■ QUOTED TEXT:
## START

What Is a COA and Why Does It Matter?

If you've spent any time shopping for hemp or CBD products, you've probably seen the letters "COA" — maybe printed on a label, linked via QR code, or referenced on a retailer's website. But what exactly is a COA, and why should it matter to you as a consumer?

The answer is straightforward: a COA is one of the clearest signals that a hemp brand is being honest with you.

COA Stands for Certificate of Analysis

A Certificate of Analysis is an official document issued by an independent, third-party laboratory confirming what's actually inside a hemp or CBD product.

It verifies:


Cannabinoid content and potency

— how much CBD, Delta-9 THC, THCA, and other cannabinoids are present


Legal compliance

— whether Delta-9 THC is within the federal limit of ≤ 0.3% by dry weight


Safety

— whether the product is free from harmful contaminants like pesticides, heavy metals, mold, and residual solvents

In short: a COA is proof that the product is what the label says it is — not just what the brand wants you to believe.

Why Can't You Simply Trust the Label?

The hemp and CBD industry has grown rapidly — and while that's exciting, it also means regulation hasn't fully caught up. The FDA does not pre-approve hemp products before they reach store shelves. That means brands and retailers carry the responsibility of testing their products and making those results accessible.

## END

■ RECORDS:
## START

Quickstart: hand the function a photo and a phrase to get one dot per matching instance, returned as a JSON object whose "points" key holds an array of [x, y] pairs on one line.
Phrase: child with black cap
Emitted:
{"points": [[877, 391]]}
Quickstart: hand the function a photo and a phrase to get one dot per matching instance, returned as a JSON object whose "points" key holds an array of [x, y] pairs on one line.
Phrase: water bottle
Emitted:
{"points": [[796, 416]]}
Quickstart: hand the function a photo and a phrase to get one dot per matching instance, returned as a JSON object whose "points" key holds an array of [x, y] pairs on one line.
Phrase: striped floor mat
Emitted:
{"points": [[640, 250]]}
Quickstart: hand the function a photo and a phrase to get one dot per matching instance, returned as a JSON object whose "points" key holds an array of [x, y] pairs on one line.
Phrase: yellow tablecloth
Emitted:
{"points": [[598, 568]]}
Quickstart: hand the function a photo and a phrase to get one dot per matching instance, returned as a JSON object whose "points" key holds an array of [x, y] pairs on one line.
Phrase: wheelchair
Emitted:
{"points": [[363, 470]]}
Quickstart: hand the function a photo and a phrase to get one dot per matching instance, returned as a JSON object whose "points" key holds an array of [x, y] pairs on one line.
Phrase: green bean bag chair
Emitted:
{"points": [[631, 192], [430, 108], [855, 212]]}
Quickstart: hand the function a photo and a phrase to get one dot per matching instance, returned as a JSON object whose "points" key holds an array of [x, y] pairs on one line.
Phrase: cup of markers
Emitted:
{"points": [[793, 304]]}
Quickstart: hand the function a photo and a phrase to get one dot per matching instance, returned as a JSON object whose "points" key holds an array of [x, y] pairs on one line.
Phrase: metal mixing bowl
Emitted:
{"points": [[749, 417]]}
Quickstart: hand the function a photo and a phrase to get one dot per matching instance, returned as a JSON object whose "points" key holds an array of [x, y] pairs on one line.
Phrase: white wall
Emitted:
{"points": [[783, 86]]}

## END
## START

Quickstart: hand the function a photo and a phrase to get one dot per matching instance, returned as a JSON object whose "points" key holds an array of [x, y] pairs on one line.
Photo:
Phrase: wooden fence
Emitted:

## END

Retype the passage on certificates of analysis from "Why Can't You" up to and including "those results accessible.".

■ WRITTEN ANSWER:
Why Can't You Simply Trust the Label?

The hemp and CBD industry has grown rapidly — and while that's exciting, it also means regulation hasn't fully caught up. The FDA does not pre-approve hemp products before they reach store shelves. That means brands and retailers carry the responsibility of testing their products and making those results accessible.